++++ SOURCE TEXT

In contrast to the β1 and β2 coefficients from the pooled OLS estimations (table 4) and RE

(table 5 V), the FE model fails to reject hypothesis 1 and 2 on a 5% significance level. The most complete specification is estimation IV, which indicates a negative relationship between TRR and banks loan growth, and a change in the relationship in the post-2011 period, though the coefficients are not is sufficiently large to allow for any inference. Furthermore, the very marginal β3 coefficient suggests that there is no non-linearity in the explanatory variable. The

null hypothesis 3 is therefore not rejected either. The conclusions remain the same when TRR2 is used as the banks’ risk-taking proxy, see estimation V. The results from estimation VI show a strong negative effect between TRR1 and loan growth, although the Hausman test has stressed the use of fixed effects instead of random effects.

++++++++

:: WRITTEN INSTRUCTION 1 ::
In the results passage, at what significance level does the FE model fail to reject hypotheses 1 and 2?
:: WRITTEN INSTRUCTION 2 ::
Write out the stretch of the results passage from "In contrast to" through "of random effects.", substituting "credit growth" for "loan growth".
The lines further down play no part here.

++++ SUPPLIED INFORMATION

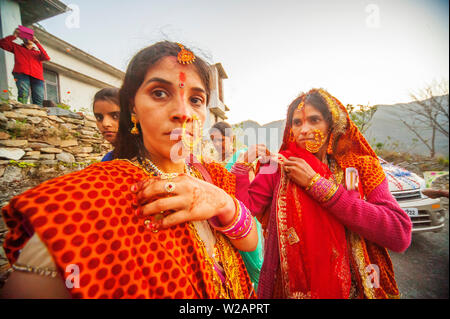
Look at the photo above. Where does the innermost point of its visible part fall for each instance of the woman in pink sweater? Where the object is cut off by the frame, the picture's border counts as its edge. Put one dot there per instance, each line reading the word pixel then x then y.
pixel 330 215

++++++++
++++ SUPPLIED INFORMATION

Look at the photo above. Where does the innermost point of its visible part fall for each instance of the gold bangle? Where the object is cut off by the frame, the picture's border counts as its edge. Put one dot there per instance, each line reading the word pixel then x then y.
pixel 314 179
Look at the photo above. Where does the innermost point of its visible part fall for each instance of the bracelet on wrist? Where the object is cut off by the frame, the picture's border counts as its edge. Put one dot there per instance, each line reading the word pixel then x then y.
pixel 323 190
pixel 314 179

++++++++

:: WORKED SOLUTION 1 ::
5%

:: WORKED SOLUTION 2 ::
In contrast to the β1 and β2 coefficients from the pooled OLS estimations (table 4) and RE

(table 5 V), the FE model fails to reject hypothesis 1 and 2 on a 5% significance level. The most complete specification is estimation IV, which indicates a negative relationship between TRR and banks credit growth, and a change in the relationship in the post-2011 period, though the coefficients are not is sufficiently large to allow for any inference. Furthermore, the very marginal β3 coefficient suggests that there is no non-linearity in the explanatory variable. The

null hypothesis 3 is therefore not rejected either. The conclusions remain the same when TRR2 is used as the banks’ risk-taking proxy, see estimation V. The results from estimation VI show a strong negative effect between TRR1 and credit growth, although the Hausman test has stressed the use of fixed effects instead of random effects.